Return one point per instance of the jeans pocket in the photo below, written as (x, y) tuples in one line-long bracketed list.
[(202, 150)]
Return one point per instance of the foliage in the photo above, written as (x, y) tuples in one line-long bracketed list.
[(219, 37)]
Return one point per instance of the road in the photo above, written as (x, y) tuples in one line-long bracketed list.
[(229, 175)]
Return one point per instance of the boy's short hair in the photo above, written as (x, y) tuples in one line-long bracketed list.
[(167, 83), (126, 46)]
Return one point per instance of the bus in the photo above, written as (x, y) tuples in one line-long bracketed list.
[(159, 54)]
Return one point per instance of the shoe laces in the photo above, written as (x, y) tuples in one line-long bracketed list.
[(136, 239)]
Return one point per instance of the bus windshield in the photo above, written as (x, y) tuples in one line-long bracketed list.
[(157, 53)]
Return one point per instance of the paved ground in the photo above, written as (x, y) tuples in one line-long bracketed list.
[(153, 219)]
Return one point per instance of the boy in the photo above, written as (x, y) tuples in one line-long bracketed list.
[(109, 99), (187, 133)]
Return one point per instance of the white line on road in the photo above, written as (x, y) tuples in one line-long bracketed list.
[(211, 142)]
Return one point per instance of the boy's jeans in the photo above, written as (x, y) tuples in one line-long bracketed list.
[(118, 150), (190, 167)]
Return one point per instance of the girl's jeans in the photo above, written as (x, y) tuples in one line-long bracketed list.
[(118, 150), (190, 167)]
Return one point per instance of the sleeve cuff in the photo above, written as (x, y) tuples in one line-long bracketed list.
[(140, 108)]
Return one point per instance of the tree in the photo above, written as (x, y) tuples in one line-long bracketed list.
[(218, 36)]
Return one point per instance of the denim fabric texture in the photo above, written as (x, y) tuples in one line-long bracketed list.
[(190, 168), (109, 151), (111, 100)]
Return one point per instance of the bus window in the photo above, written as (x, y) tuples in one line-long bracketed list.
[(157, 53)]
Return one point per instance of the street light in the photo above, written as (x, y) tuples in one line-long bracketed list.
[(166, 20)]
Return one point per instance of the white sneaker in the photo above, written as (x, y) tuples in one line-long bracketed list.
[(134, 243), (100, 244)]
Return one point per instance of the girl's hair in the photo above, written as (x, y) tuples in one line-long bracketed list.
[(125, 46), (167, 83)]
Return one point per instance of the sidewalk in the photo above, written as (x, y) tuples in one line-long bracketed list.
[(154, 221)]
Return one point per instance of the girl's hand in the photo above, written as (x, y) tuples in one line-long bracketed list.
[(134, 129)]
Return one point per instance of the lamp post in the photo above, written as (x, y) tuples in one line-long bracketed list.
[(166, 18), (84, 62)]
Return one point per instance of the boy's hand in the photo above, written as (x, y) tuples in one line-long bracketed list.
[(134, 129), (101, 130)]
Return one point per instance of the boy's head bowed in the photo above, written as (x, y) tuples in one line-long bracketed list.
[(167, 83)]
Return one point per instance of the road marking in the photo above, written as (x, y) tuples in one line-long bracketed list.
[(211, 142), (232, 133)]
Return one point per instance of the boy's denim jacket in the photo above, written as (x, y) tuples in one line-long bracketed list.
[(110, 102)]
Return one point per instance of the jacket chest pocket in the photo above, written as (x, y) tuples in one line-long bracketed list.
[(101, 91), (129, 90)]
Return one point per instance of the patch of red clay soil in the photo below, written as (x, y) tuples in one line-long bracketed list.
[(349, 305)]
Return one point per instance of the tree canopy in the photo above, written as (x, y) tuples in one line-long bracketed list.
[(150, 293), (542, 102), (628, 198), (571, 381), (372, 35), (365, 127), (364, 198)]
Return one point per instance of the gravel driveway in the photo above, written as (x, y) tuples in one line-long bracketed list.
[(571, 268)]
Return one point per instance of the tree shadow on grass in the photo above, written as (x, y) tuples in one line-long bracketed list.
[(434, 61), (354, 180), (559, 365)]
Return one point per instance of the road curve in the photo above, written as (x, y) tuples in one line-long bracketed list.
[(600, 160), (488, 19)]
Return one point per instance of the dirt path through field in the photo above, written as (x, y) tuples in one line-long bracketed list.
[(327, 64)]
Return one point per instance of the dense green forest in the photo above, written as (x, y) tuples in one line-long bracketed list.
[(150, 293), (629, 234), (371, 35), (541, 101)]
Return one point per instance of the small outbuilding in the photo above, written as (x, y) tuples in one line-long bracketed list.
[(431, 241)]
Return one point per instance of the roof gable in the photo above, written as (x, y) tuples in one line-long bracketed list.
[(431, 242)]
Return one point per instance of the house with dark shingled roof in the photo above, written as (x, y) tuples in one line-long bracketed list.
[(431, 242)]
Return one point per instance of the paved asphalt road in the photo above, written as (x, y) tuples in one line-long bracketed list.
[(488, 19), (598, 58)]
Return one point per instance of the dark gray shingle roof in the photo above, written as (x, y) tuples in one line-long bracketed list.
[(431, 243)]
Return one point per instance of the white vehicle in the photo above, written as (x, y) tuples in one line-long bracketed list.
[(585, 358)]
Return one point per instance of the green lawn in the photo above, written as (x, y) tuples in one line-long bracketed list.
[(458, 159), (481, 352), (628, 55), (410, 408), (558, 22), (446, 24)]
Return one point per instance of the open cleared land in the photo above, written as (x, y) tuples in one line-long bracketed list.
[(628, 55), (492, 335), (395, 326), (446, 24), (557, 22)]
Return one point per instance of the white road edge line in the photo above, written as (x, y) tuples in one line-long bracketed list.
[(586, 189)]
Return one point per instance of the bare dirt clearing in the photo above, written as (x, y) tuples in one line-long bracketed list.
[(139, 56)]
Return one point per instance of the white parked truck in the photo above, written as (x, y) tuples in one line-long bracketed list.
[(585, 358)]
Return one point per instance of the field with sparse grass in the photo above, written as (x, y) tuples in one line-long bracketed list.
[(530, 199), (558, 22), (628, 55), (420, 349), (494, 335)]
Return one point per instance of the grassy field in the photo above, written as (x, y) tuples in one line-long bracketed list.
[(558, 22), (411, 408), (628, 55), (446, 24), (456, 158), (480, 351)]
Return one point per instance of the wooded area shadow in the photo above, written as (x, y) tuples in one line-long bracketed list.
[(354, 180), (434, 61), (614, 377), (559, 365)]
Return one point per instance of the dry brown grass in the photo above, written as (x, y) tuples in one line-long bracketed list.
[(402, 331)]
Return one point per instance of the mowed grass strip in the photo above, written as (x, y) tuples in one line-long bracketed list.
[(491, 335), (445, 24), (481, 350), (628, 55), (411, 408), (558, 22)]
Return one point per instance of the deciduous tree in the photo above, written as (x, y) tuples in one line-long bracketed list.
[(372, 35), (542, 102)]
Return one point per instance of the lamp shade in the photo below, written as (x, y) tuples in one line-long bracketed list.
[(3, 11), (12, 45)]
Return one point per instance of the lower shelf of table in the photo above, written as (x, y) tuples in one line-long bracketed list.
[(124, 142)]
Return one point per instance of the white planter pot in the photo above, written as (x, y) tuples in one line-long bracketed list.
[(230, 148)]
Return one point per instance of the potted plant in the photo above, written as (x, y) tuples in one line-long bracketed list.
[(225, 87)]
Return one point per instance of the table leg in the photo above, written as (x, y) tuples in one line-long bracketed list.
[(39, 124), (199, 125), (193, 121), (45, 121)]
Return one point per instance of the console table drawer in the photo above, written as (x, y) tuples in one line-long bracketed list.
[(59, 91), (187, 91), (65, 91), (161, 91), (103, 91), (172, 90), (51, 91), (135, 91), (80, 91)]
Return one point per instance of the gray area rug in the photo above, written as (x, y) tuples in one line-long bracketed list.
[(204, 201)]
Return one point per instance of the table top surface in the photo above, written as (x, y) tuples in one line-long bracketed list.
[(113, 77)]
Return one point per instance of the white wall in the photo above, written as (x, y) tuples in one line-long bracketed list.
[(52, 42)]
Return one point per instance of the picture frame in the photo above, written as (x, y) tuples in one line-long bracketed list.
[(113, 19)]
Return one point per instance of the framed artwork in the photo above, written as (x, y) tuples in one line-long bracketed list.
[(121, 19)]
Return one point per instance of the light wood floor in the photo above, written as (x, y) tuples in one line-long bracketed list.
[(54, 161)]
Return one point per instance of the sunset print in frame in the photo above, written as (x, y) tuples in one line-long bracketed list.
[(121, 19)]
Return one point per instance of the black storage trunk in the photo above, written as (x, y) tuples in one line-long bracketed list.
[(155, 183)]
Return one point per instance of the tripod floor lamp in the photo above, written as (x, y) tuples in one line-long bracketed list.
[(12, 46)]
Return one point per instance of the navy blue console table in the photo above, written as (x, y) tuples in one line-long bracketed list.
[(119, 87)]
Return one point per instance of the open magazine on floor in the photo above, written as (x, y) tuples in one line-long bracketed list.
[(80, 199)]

- Your goal -
Your response should be the exact lines running from the one with "Return one point per instance of the open magazine" to the final line of the material above.

- Written response -
Return one point per instance of the open magazine on floor in the photo above, written as (x, y) tuples in one line-long bracketed list.
[(80, 199)]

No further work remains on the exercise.